Records for the task ->
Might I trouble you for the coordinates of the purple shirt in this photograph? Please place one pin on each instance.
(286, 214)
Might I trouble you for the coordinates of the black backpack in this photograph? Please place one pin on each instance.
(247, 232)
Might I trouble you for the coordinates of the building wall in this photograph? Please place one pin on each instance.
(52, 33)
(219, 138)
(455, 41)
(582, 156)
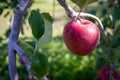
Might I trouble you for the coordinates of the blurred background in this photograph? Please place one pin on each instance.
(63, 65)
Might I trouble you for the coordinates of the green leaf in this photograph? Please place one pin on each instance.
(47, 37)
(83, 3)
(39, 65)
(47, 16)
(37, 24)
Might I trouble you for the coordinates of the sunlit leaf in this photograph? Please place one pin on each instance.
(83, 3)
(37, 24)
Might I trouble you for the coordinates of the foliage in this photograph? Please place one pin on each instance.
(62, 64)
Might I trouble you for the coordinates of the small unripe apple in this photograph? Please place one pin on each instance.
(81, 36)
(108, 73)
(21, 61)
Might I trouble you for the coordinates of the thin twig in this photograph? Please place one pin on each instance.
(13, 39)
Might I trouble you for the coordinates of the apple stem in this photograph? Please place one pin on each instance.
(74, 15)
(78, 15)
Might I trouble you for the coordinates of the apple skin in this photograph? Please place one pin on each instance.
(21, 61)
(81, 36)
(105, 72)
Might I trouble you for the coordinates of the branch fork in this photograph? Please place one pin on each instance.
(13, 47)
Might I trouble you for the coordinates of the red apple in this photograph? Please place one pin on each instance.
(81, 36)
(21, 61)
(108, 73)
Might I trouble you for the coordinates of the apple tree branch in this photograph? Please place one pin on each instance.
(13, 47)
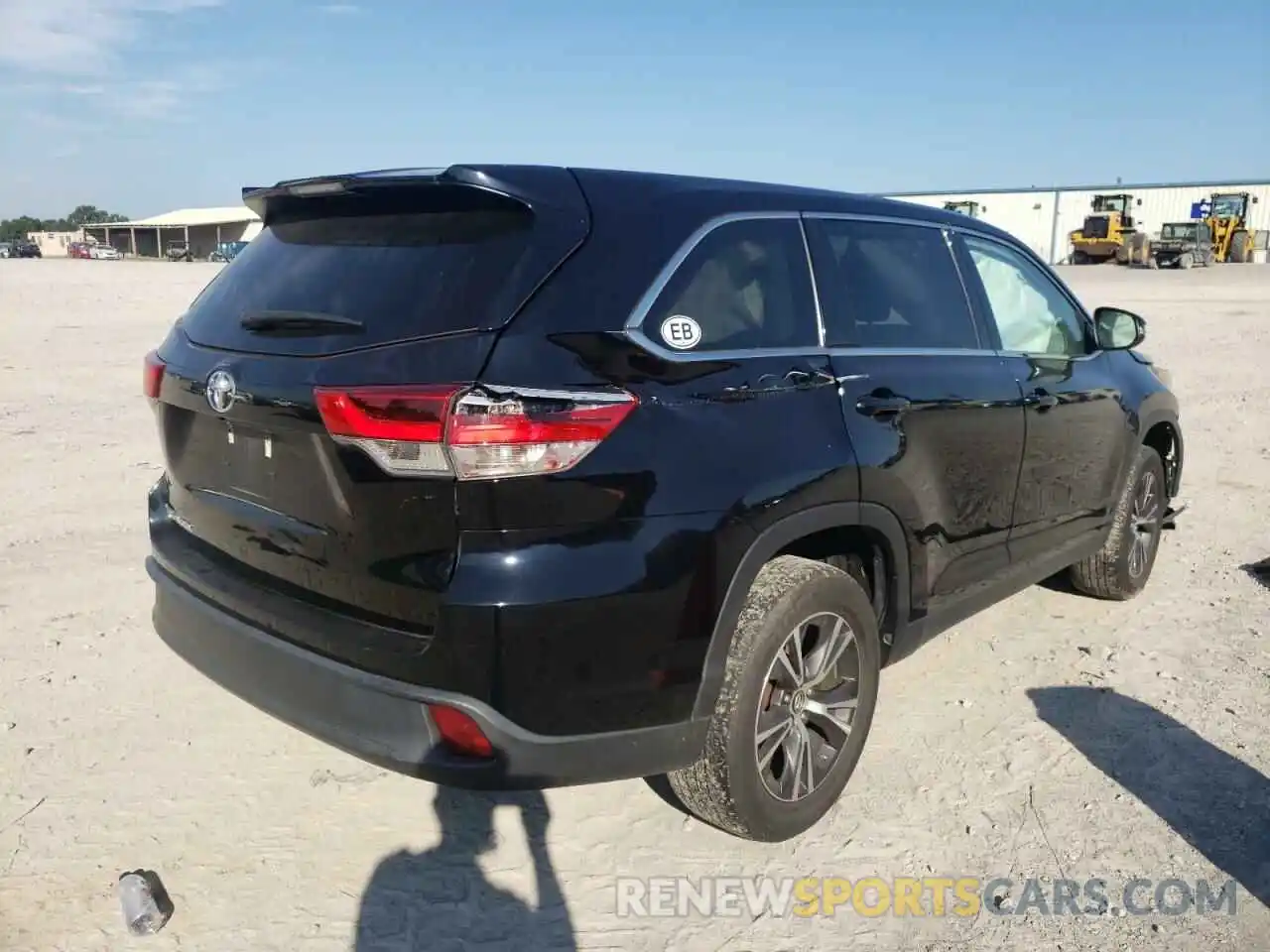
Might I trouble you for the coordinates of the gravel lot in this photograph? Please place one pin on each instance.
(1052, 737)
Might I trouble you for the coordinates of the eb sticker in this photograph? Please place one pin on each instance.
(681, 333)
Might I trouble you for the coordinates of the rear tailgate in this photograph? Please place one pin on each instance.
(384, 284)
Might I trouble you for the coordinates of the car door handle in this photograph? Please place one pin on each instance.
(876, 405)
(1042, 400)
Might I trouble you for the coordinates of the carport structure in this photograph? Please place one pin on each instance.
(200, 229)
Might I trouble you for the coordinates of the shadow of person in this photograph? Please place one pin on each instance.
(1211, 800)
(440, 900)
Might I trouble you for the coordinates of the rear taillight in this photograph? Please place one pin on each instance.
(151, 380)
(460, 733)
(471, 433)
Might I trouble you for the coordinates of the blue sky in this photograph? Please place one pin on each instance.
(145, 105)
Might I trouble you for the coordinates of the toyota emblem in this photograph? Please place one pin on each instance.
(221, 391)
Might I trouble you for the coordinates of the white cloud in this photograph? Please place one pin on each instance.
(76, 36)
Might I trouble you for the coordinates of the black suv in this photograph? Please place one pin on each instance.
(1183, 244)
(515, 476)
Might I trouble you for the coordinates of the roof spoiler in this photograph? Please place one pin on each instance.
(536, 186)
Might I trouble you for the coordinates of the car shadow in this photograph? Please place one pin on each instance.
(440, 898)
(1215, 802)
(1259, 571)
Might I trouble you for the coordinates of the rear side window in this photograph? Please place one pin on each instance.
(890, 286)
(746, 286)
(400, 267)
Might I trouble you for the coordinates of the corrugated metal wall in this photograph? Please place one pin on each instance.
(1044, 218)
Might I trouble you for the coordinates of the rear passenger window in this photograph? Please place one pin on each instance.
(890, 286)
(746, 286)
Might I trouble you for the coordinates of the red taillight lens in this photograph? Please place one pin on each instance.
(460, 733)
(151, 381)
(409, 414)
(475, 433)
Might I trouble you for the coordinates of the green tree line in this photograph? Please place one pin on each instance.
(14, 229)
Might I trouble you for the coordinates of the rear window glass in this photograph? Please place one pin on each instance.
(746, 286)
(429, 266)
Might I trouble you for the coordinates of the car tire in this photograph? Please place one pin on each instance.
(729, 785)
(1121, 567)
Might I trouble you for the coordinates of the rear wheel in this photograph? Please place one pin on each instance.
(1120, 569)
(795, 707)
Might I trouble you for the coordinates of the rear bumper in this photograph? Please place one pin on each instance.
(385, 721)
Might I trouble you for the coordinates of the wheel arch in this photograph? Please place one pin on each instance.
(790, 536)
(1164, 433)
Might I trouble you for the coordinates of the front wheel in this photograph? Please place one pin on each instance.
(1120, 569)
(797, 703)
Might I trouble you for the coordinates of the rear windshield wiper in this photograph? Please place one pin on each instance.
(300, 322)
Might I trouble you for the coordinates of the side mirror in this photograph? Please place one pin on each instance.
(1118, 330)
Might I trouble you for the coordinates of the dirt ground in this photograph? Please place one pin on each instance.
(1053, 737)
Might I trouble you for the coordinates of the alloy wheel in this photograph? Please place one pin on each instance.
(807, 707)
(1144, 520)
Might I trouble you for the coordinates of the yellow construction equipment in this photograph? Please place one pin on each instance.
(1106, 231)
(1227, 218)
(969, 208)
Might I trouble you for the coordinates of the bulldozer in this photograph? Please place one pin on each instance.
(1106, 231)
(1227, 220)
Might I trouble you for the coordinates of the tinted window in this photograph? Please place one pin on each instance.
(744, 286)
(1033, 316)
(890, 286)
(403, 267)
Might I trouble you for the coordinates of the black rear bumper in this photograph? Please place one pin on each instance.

--

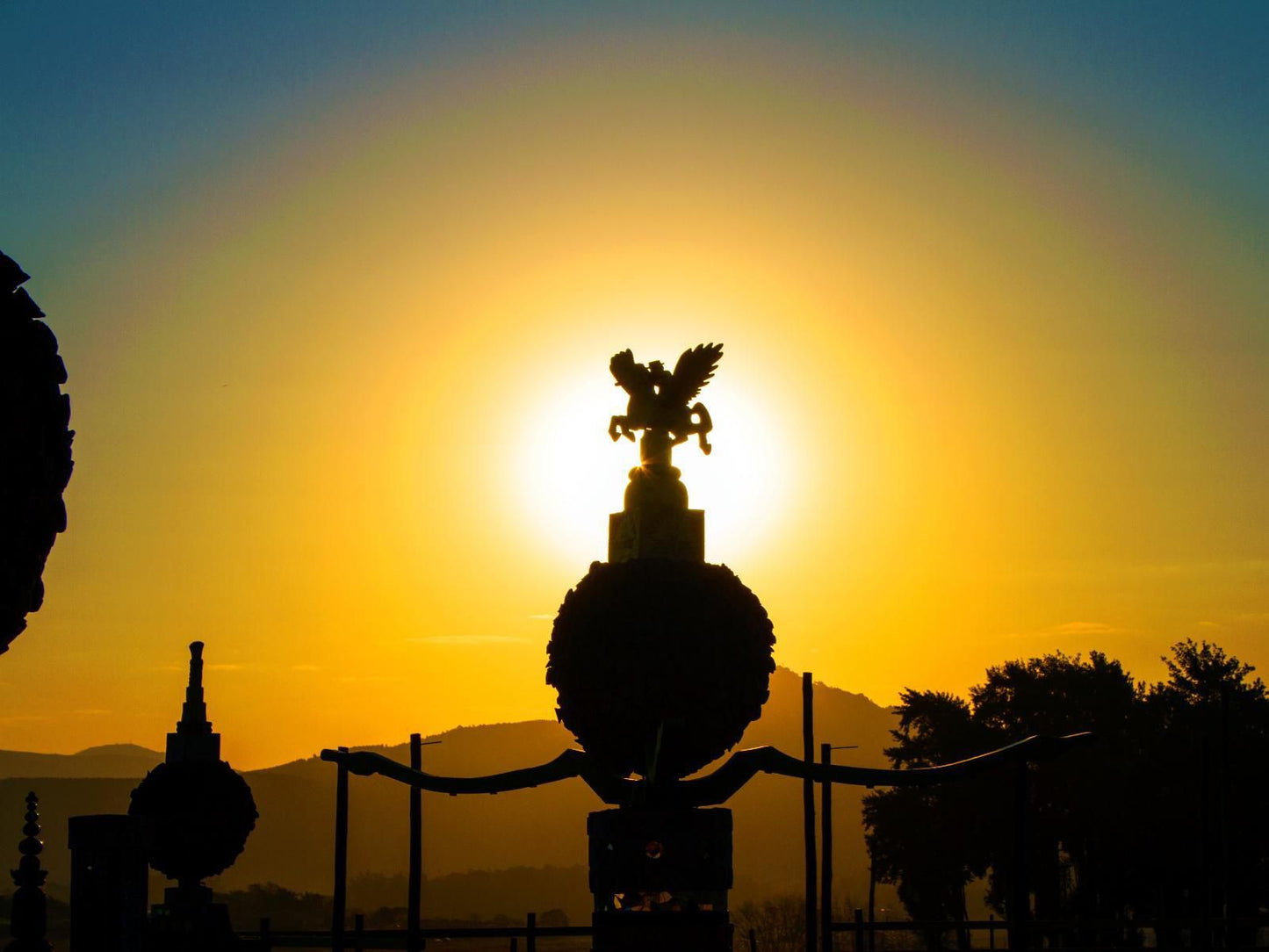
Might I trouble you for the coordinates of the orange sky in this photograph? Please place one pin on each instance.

Description of the task -> Select and copy each line of the items above that contains the string "taillight". Case counts.

Answer to this exercise ->
Might I trouble you for the coordinates of the rear taillight in this photograph? Please place one pin on each instance.
Might I trouble you for the coordinates of the red taillight lens in this photograph? Please place one pin on each instance.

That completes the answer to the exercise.